* About this exercise: The text of every record, exactly as given and with no pictures, should be your output.
====== Dataset content ======
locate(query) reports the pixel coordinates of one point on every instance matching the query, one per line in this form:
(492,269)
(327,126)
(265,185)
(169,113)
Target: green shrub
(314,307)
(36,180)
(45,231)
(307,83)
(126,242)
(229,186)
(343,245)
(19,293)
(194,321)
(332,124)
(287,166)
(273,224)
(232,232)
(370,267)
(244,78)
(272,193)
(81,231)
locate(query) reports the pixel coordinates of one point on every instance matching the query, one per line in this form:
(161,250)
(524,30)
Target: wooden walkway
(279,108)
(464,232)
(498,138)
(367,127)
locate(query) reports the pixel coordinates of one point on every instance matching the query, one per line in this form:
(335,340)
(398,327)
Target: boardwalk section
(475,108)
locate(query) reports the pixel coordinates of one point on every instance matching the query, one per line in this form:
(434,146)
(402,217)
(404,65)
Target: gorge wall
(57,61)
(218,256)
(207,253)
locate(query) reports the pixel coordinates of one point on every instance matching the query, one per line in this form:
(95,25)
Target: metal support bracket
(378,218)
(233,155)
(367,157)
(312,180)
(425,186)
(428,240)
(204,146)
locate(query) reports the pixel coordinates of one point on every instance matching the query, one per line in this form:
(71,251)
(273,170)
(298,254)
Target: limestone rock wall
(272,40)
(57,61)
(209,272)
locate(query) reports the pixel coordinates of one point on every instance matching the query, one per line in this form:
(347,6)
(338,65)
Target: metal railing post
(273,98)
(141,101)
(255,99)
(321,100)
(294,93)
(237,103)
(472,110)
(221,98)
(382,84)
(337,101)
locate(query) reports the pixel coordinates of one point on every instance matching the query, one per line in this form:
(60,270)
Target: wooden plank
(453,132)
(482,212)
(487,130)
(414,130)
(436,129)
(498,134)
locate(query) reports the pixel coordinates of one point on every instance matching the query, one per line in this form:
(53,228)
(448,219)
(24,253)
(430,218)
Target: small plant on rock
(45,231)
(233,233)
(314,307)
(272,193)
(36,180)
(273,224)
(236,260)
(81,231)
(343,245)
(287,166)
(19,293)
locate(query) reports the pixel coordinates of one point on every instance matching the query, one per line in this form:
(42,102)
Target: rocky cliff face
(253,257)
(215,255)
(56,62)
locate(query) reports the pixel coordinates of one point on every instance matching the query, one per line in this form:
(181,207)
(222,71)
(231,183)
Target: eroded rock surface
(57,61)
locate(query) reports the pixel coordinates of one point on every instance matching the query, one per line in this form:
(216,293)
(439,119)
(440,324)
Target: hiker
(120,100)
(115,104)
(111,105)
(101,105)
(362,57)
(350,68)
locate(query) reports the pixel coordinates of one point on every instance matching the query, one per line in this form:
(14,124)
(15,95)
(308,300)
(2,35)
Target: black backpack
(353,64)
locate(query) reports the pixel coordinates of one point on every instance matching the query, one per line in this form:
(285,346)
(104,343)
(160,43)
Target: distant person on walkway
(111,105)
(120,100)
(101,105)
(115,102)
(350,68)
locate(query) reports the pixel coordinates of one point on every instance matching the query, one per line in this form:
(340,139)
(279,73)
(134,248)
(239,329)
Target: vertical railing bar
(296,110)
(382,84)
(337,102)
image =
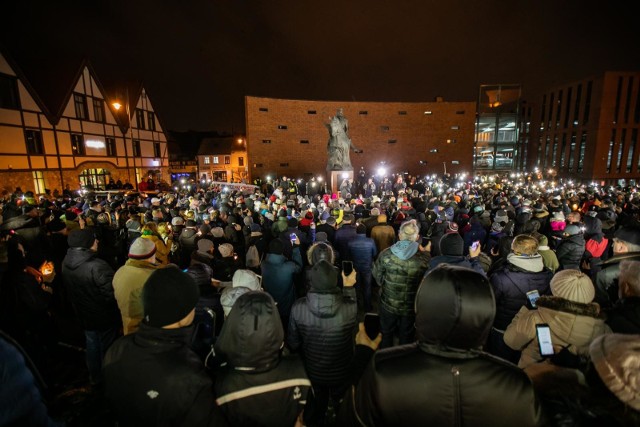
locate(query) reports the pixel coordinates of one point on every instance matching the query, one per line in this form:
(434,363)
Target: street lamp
(117,107)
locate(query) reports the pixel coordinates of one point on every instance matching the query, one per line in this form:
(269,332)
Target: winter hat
(616,358)
(572,230)
(225,250)
(501,216)
(324,277)
(217,232)
(82,238)
(168,296)
(204,245)
(247,279)
(142,249)
(451,244)
(573,285)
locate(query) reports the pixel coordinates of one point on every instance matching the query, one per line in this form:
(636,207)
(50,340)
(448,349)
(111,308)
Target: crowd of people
(401,302)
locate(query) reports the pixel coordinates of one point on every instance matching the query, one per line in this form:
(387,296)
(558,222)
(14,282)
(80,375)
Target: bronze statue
(339,143)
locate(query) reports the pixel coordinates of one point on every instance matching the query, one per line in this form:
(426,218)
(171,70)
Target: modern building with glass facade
(588,130)
(497,146)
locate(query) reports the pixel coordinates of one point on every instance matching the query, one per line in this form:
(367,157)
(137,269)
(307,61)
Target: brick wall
(416,128)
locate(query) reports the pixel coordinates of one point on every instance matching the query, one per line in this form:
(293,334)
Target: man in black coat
(152,377)
(322,326)
(87,279)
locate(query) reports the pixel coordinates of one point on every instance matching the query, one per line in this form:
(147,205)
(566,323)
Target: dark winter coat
(88,280)
(323,327)
(153,378)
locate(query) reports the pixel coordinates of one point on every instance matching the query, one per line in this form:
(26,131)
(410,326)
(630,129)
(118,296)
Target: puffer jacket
(153,378)
(510,287)
(323,327)
(400,277)
(127,285)
(570,251)
(573,325)
(258,386)
(444,379)
(88,281)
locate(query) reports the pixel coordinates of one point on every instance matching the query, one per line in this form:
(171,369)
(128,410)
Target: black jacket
(87,279)
(258,387)
(152,378)
(444,379)
(323,326)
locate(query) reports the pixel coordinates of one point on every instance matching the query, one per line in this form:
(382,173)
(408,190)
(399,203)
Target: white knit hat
(616,357)
(573,285)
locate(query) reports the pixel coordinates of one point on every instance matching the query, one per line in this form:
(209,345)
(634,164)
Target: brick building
(79,138)
(288,137)
(588,130)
======
* Response:
locate(query) reports the pixel coordinates of one point on every instance matching the query, one per line in this form:
(492,269)
(327,126)
(265,185)
(169,113)
Target: green shrub
(314,307)
(36,180)
(45,231)
(307,83)
(126,242)
(229,186)
(343,245)
(19,293)
(194,321)
(332,124)
(287,166)
(273,224)
(232,232)
(370,267)
(244,78)
(272,193)
(81,231)
locate(query) reports the pixel coordinates of one point on every instance matching the query, one per line in this form:
(161,250)
(524,30)
Target: wooden walkway
(279,108)
(464,232)
(498,138)
(367,127)
locate(query) reports the pixel coordinates of one point on every instance matching the query, one per line in this form:
(335,340)
(398,327)
Target: boardwalk section
(475,108)
locate(query) reports the pixel coordinates of one point on every instance matching the query, one per line in this form:
(434,146)
(402,217)
(404,65)
Target: gorge wall
(57,61)
(218,256)
(207,253)
locate(query) reports the pixel coordinates of one point on every instance matching the query, one per line in this form:
(95,25)
Target: metal support bracket
(378,218)
(233,155)
(367,157)
(312,180)
(425,186)
(428,240)
(204,146)
locate(query) reports the pixel coordinates of one point on every instance matching the query, one per line in this form:
(71,251)
(273,170)
(298,254)
Target: limestone rock wall
(272,40)
(57,61)
(209,272)
locate(query) reports the pixel coordinates of one point on every instance matching the query, one per line in this form:
(347,6)
(338,65)
Target: metal railing post
(273,98)
(141,101)
(255,99)
(321,100)
(294,93)
(237,103)
(472,110)
(221,98)
(382,84)
(337,101)
locate(query) reports the pixel coordinates of one point on every instance matching the query, one per line in this form:
(60,270)
Target: wooden plank
(453,132)
(482,212)
(487,130)
(414,130)
(436,129)
(498,134)
locate(query) reports the pixel coordinates of one point on every instance matching the query, one per line in this form:
(53,228)
(448,219)
(24,253)
(430,218)
Target: small plant on rock
(45,231)
(233,233)
(314,307)
(272,193)
(36,180)
(273,224)
(236,260)
(81,231)
(343,245)
(287,166)
(19,293)
locate(query) reports the pixel coordinates of one point on every instance matching the query, one per line in this form:
(42,102)
Target: rocky cliff face
(253,257)
(215,255)
(56,62)
locate(query) reports the pixel coordinates of one point on every instance matching the query, one per line in this form:
(181,207)
(222,71)
(231,183)
Target: eroded rock surface
(57,61)
locate(query) reports the pixel coordinates of one point on every instance matching the query, one per line in this form:
(216,293)
(439,119)
(440,324)
Target: hiker
(120,100)
(115,104)
(111,105)
(101,105)
(362,57)
(350,68)
locate(query) reports the pixel coordinates of one point on every instance matching the query, one per line in this form:
(14,124)
(15,95)
(308,300)
(2,35)
Target: black backpack
(353,64)
locate(query) reports the pixel coordinates of one point on every instance matching the query, one per line in this form:
(285,346)
(104,343)
(160,43)
Target: distant person on walkway
(111,105)
(120,100)
(101,105)
(115,102)
(350,68)
locate(query) reports the pixel coordinates of one point on every instance matching the query, one per line in this form:
(340,139)
(279,73)
(134,248)
(239,329)
Target: vertical railing bar
(296,110)
(382,84)
(337,102)
image =
locate(query) reports the pixel coordinates of one point on every instance matching the query, one per line in this form:
(434,363)
Target: street lamp
(117,107)
locate(query) reports the pixel coordinates of one point on every instance matching the query, one per line in this form:
(269,332)
Target: winter hat
(616,358)
(572,230)
(225,250)
(501,216)
(324,277)
(217,232)
(82,238)
(168,296)
(204,245)
(247,279)
(142,249)
(451,244)
(573,285)
locate(query) reports the pixel coordinates of one point on every instance matching the query, one per line in this form:
(636,207)
(50,340)
(448,349)
(111,308)
Target: crowd of people
(401,302)
locate(query) reports the pixel coordinates of one point on every instance matching the query, one per line in this form:
(387,296)
(558,222)
(14,282)
(80,375)
Target: bronze statue
(339,143)
locate(query) reports the pixel coordinates of one point on every instance matching the query, one per line in this form:
(426,218)
(171,70)
Target: modern building with glass facade
(588,130)
(497,146)
locate(query) reports the pixel coordinates of one point on every instance matching the query, one per line in this form:
(367,157)
(137,269)
(307,61)
Target: brick wall
(416,128)
locate(query) reports the pixel coordinates of one point on every instance matching the query, one per line in this form:
(293,334)
Target: man in black coat
(152,377)
(322,326)
(87,279)
locate(query) reports the pixel coordinates of one point on every instance matching the query, one per line in this form:
(147,205)
(566,323)
Target: dark winter coat
(88,280)
(323,327)
(153,378)
locate(query) reports the pixel coordinates of one point on every instance matching the query, one per line in this form:
(26,131)
(410,326)
(630,129)
(118,296)
Target: puffer jacket
(153,378)
(510,287)
(323,327)
(400,277)
(127,285)
(570,251)
(573,325)
(258,386)
(444,379)
(88,281)
locate(query) reports the pixel coordinates of one point on every instance matching the query, one per line in this form:
(171,369)
(128,410)
Target: black jacket
(87,279)
(258,387)
(152,378)
(444,379)
(323,326)
locate(query) reports the pixel coordinates of one point on every instance matching the query, one per line in this form:
(382,173)
(408,190)
(399,203)
Target: white knit hat
(616,357)
(573,285)
locate(query) reports the pixel coordinates of one point on every instance matching the query, one per line in this form:
(209,345)
(634,164)
Target: brick building
(79,138)
(288,137)
(588,130)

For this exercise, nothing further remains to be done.